#### [What to do]
Reproduce word for word the lines of the data below, starting with the line that contains "Locate the fan" and continuing through the end of the data, both ends included.
+===+
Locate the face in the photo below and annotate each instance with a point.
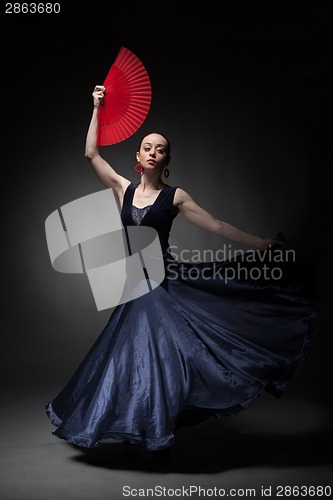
(153, 154)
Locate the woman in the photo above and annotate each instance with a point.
(195, 346)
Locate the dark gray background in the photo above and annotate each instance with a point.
(243, 91)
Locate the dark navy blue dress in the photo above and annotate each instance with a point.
(194, 346)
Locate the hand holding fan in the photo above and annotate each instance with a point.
(127, 99)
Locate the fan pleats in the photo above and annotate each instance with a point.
(127, 99)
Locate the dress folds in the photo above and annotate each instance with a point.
(198, 344)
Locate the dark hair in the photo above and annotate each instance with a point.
(167, 149)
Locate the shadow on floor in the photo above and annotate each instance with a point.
(194, 452)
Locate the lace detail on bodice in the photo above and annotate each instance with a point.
(139, 213)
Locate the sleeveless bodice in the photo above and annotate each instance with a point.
(160, 215)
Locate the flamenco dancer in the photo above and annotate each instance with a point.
(192, 348)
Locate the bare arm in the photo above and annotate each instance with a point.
+===+
#### [Exercise solution]
Locate the fan pleats in the photo above and annotate each instance with a point.
(127, 99)
Locate the dress folds in the photo above and annotate each instance with a point.
(198, 344)
Locate the dark hair in the photo above and annotate each instance with a point.
(167, 149)
Locate the shadow on floor in the photo above and annotate each instance with a point.
(194, 452)
Locate the lace detail on bodice in the photo above and annotate each instance with a point.
(139, 213)
Locate the sleeveless bodice in the photo above and annotate each instance with a point.
(160, 215)
Locate the flamenco dancer in the photo above and annotate each instance with a point.
(192, 348)
Locate the bare arm in the photo above and annotate each instance with a point.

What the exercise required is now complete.